[Records to use]
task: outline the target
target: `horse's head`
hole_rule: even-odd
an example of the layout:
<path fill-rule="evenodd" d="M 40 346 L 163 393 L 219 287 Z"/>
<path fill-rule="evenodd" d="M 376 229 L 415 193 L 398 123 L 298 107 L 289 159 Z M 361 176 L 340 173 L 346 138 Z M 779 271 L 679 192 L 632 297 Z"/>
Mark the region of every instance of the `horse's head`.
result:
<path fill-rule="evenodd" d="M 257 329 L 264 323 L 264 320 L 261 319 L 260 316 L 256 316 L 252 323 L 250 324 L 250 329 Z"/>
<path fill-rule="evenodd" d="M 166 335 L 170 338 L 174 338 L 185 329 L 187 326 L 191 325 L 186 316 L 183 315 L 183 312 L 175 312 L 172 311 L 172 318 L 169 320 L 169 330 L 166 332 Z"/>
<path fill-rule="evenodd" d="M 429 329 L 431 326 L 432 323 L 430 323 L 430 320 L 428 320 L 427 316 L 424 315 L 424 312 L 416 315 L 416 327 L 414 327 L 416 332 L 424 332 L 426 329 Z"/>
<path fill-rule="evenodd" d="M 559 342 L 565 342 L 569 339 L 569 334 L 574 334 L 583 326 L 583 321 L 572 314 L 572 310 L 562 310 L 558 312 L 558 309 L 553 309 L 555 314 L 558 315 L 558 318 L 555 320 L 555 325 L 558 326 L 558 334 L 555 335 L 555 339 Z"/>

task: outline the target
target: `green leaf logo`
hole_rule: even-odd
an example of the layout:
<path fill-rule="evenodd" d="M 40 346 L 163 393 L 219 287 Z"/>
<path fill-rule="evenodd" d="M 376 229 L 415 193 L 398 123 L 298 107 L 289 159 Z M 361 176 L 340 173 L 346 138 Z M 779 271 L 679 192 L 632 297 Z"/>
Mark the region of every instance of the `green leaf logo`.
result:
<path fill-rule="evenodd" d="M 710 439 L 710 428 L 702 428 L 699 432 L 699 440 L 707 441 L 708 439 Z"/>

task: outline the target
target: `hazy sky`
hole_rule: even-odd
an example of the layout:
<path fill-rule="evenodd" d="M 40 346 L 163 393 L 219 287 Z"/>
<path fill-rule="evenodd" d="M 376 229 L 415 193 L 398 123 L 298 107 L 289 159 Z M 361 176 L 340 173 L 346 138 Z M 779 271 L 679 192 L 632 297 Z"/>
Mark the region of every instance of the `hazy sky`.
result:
[/Records to use]
Problem: For each line above that contains the word "hazy", copy that line.

Result:
target: `hazy sky`
Mark the region of every instance of the `hazy sky`.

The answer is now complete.